─── Recorded data

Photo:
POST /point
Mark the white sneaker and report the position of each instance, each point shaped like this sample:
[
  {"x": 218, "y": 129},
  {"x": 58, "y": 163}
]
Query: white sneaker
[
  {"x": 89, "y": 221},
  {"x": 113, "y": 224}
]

──────

→ **What to do**: Output exactly what runs from the line with "POST /point" to the final line above, both lines included, and nothing else.

→ **The completed task**:
POST /point
Mark the white sneaker and report the position of each instance, each point shaped like this sample:
[
  {"x": 218, "y": 129},
  {"x": 58, "y": 163}
]
Query: white sneaker
[
  {"x": 89, "y": 221},
  {"x": 113, "y": 224}
]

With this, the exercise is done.